▶ **Предложенный отрывок**:
В истории города немало крутых поворотов.
В 1853 году в Обдорск на Васильевскую ярмарку приехал сибирский генерал-губернатор, герой Венгерской кампании Христиан Гасфорт. К тому времени созрело «высшее» мнение — Обдорск упразднить. Бравый вояка бегло, но обстоятельно обревизовал полярные владения и объявил обдорскому бомонду:
— Буду ходатайствовать. Перед государем императором.
Гасфорт вошел в местную историю как спаситель Обдорска. Видимо, умел браво аргументировать.
В начале века XX Обдорск все-таки вывели «за штат», и, казалось, бурная жизнь ему уже не грозит. Но прошел ровно 21 год, а он — уже под именем Салехард — стал столицей свежего Ямало-Ненецкого национального округа. Чуть позже ему была уготована — вряд ли порядочная — роль «столицы» ГУЛАГа — стройки Полярсиба от Оби на Енисей и дальше. Еще позже зэков сменили бесшабашные и азартные геологи-нефтеразведчики.
Салехард просвещал неграмотных, учил тундровиков науке оленеводства, ловил и перерабатывал рыбу, осваивал полярное небо, ходил в студеные моря.
Как он позиционирует себя сегодня? Это деловой центр российского ранга — здесь офисы таких серьезных фирм, как «Газпром», «Роснефть», «Сибур». Это культурный центр Ямальского Севера.
И это город для пристойной жизни. Раньше здесь можно было жить, пожалуй, только по двум причинам: исключительно из любви и исключительно по энтузиазму. Сегодня можно просто — жить.

▶ **Выдержки из записей**:
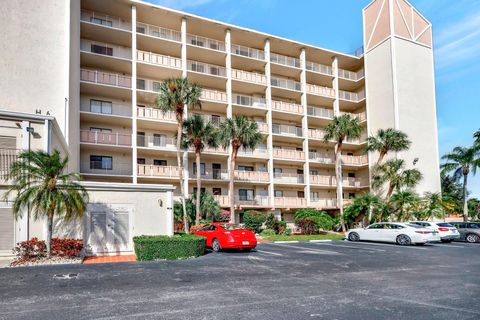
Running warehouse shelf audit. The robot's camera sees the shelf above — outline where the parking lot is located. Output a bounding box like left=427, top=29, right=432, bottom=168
left=0, top=241, right=480, bottom=320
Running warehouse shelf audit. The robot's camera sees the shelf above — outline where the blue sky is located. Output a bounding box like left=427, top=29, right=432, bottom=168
left=149, top=0, right=480, bottom=197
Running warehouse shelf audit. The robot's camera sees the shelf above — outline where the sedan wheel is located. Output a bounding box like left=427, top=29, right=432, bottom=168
left=348, top=232, right=360, bottom=241
left=212, top=239, right=222, bottom=252
left=397, top=234, right=412, bottom=246
left=465, top=233, right=480, bottom=243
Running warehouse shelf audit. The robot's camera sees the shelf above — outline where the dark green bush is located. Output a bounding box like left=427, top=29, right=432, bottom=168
left=294, top=209, right=335, bottom=230
left=133, top=235, right=206, bottom=261
left=243, top=210, right=267, bottom=233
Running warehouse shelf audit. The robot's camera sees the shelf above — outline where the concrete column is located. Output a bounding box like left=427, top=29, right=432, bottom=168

▶ **Порядок работы**:
1) Проверьте по отрывку о Салехарде, верны ли утверждения. (a) Гасфорт приехал в Обдорск в 1853 году. (b) Столицей Ямало-Ненецкого национального округа город стал, уже называясь Салехардом. (c) После геологов в городе появились заключенные. На каждое ответьте «да» или «нет» и приведите точную цитату из отрывка, которая это решает.
2) Продолжите отрывок о Салехарде, начав сразу после его последней фразы.

▶ **Ответы по заданиям**:
1)
(a) Да: «В 1853 году в Обдорск на Васильевскую ярмарку приехал сибирский генерал-губернатор».
(b) Да: «он — уже под именем Салехард — стал столицей свежего Ямало-Ненецкого национального округа».
(c) Нет: «Еще позже зэков сменили бесшабашные и азартные геологи-нефтеразведчики».

2)
Все для этого есть, и он уже давненько (а построив современный и фешенебельный аэропорт — тем более) избавился от комплекса, что где-то далеко есть «Большая земля». Ямал — по определению — земля небольшая, но по существу — самая Большая земля Севера.
И еще на одну роль явно и недвусмысленно претендует Салехард — город серьезно честолюбивый. Столицей Арктики в России, естественно, считает себя Москва. Так вот, Салехард на этом направлении Москву немного теснит. Ямал — участник многих международных арктических организаций. Губернатор Юрий Неелов — член Высшего Арктического совета, как понимаю, планеты Земля.
Здесь проходят — и для этого созданы необходимые условия — международные симпозиумы и конференции по циркумполярному развитию, аборигенным народам, проблемам Северного морского пути.
Незабываемая встреча. Международная конференция в Салехардском конгресс-холле. Вижу молодую женщину с люлькой-корзинкой, в корзинке — малыш.
Стефани Микин не просто мама-домохозяйка, она советник по охране окружающей среды Парламента Канады. Так совпало: и на конгрессе в Салехарде надо быть непременно, и маленького Шона не бросишь. В Канаде они к таким деликатным проблемам очень строги. Поехали с Шоном. Сын, кажется, согласился, достойно переносит трансконтинентальное путешествие, активно участвует в работе конференции. По крайней мере, вокруг него всегда народ, всегда шумно и постоянные дискуссии.
Что обсуждают в Салехарде? Тема: Арктический Дом — проблемы устойчивого развития. Стефани считает, что все вместе они обсуждают и проблемы ее сына.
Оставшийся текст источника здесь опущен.